Giving Victims Voice At Conference

Sex Crimes
The Ontario Domestic Violence Coordinators Conference heard from the most powerful voice – a survivor of abuse.

The two-day conference at the Toronto Police College, which takes place during Victims and Survivors of Crime Week, highlights issues faced by police and victims.

Domestic Violence survivor-turned author and public speaker Kamal Dhillon was the keynote speaker on the opening day of the conference hosted by Toronto Police.

Entering an arranged marriage at 18, she was sexually assaulted on her wedding night and had to be treated in hospital for serious injuries.

Dhillon endured a horrendous string of violence and torture throughout her 12-year marriage.

» **Activities**:
1. Where was the conference described in the conference article held?
2. Write the next few sentences of the conference article, starting after its last sentence.
The items that come after the conference article are separate material with no connection to it.

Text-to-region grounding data
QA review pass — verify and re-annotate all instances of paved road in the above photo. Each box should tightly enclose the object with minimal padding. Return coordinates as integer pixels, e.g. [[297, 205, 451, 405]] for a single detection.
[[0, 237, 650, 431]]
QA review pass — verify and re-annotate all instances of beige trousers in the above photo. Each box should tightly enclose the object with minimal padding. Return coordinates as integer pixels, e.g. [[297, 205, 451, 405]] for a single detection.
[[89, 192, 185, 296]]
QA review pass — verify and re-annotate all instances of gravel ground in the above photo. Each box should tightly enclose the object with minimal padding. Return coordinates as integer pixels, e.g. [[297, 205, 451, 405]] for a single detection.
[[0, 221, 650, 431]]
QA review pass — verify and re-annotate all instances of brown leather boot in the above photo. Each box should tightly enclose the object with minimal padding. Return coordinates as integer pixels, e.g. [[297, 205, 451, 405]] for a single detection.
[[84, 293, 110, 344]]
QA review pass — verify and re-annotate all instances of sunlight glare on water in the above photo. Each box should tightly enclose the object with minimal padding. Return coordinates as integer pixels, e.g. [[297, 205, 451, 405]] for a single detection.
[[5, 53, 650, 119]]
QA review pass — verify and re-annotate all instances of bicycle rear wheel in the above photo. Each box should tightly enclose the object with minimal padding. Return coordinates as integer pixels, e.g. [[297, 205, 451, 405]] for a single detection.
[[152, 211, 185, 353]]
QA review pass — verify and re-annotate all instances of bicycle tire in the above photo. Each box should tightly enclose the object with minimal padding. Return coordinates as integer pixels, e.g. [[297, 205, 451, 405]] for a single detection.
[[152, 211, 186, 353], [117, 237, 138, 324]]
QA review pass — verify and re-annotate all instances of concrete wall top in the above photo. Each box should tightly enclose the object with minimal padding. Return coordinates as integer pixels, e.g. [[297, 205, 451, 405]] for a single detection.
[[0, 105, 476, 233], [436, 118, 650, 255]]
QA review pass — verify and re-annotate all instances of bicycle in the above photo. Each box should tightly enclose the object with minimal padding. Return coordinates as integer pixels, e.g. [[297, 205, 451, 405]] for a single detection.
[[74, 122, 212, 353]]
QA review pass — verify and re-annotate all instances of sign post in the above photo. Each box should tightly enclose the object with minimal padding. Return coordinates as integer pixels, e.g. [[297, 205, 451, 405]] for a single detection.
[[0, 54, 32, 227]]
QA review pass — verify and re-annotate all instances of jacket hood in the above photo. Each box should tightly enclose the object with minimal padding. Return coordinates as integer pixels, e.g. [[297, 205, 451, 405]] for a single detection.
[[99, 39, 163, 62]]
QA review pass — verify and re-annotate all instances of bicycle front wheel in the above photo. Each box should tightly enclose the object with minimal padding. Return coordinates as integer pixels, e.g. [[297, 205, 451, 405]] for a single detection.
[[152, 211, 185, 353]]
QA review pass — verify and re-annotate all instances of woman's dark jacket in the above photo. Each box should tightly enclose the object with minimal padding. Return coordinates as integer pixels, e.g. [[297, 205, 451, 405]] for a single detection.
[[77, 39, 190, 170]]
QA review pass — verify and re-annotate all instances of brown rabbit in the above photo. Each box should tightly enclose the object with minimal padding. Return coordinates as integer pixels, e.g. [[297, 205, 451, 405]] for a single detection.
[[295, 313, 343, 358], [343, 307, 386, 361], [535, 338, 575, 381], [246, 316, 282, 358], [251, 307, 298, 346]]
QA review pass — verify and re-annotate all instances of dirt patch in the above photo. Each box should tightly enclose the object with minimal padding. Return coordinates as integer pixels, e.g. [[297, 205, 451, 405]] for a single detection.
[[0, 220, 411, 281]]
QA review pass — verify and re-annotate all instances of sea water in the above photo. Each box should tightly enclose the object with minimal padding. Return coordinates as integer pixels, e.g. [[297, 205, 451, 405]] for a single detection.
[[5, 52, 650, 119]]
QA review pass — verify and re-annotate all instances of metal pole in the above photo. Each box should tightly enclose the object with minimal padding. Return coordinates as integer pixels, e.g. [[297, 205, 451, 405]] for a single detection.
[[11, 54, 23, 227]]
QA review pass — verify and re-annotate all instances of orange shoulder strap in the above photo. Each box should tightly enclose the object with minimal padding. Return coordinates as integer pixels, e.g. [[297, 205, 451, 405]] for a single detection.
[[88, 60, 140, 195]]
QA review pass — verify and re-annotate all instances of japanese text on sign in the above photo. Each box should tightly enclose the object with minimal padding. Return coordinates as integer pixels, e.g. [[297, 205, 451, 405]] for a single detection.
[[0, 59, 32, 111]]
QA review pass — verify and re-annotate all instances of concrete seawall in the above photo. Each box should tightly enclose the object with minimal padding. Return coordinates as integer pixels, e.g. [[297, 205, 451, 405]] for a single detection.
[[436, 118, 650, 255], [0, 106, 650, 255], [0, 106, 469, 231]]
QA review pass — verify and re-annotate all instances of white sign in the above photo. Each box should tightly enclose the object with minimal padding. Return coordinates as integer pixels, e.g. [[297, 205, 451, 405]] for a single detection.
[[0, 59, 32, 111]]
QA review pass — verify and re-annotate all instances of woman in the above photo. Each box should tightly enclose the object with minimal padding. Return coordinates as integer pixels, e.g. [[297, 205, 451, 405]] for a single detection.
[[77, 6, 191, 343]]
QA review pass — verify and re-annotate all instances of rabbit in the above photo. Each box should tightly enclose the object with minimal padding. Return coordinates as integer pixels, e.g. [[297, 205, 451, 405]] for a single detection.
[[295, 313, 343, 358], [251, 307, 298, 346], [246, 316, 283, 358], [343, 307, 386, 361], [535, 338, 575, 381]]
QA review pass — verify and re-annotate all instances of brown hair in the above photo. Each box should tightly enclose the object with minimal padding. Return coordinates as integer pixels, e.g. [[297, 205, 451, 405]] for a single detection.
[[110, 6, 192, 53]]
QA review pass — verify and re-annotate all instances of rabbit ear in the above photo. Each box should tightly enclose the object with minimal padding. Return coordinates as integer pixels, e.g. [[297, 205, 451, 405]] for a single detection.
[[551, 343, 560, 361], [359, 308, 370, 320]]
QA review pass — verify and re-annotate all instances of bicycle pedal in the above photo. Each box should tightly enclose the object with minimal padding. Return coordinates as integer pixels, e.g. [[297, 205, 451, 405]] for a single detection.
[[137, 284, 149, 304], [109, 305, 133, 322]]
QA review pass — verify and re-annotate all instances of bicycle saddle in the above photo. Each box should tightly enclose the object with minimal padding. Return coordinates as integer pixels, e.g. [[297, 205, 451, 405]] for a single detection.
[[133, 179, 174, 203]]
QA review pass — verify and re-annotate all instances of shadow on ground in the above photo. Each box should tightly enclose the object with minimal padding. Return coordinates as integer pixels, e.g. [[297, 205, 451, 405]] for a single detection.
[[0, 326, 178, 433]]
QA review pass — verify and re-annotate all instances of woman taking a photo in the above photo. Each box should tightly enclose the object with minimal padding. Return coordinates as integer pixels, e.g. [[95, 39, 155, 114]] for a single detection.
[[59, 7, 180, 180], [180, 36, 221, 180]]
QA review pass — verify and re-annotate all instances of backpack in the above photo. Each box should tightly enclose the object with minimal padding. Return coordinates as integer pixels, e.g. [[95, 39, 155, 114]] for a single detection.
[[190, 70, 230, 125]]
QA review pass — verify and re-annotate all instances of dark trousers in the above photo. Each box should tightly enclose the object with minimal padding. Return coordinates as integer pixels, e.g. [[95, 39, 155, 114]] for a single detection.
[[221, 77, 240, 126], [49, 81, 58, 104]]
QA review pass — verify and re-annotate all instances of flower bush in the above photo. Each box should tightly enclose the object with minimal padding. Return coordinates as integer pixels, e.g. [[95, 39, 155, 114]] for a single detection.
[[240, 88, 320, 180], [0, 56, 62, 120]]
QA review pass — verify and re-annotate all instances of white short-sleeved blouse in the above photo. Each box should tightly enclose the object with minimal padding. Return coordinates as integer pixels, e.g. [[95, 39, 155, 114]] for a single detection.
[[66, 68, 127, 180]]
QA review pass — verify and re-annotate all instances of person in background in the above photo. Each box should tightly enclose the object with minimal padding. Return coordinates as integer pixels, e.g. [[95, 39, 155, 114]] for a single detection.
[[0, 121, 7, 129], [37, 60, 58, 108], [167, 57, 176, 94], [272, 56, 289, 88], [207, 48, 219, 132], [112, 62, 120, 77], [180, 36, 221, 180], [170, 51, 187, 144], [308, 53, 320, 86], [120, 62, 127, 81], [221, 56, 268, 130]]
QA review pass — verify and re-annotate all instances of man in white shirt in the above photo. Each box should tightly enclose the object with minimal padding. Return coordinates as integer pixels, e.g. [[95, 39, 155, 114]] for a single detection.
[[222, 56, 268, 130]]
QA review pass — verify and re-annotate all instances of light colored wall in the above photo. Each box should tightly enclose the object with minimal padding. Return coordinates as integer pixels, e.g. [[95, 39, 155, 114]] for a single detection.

» **Results of the exercise**:
1. At the Toronto Police College.

2.
“A lot of victims will tell you their stores afterwards,” said Dhillon, who migrated from India to British Columbia with her family at age 16. “You will hear it and you will wonder, ’If it was that bad, why did that person stay’. When I speak at events like this, someone will get up and ask, ‘Why did you stay if it was that bad?’

Having four children made it difficult for her to walk away and leave them behind and unprotected.

Dhillon has had 10 jaw surgeries and as well as facial reconstruction.

“I don’t have any feelings in my face and I can’t raise my eyebrows,” she said. “The only ability I have right now in my face is to blink a little bit. I share all of this with you because I believe in opportunities. I believe that the very thing that my husband tried so hard to do was silence me. He made every effort to rape me and break my jaw to make sure that I never speak and I never go in front of people.”

A group of women standing together
Police Officers representing many services joined the conference: Christine Weston (London), Tracy Noonan (Peel), Ann-Marie Tupling (Toronto) Dawn Lefevre (OPP), and Sara Beck (Hamilton) Photo: Ron Fanfair

Dhillon, whose abusive husband died in India a few years ago, is the author of two books:Black and Blue Sari and I am Kamal: Survivor To Thriver.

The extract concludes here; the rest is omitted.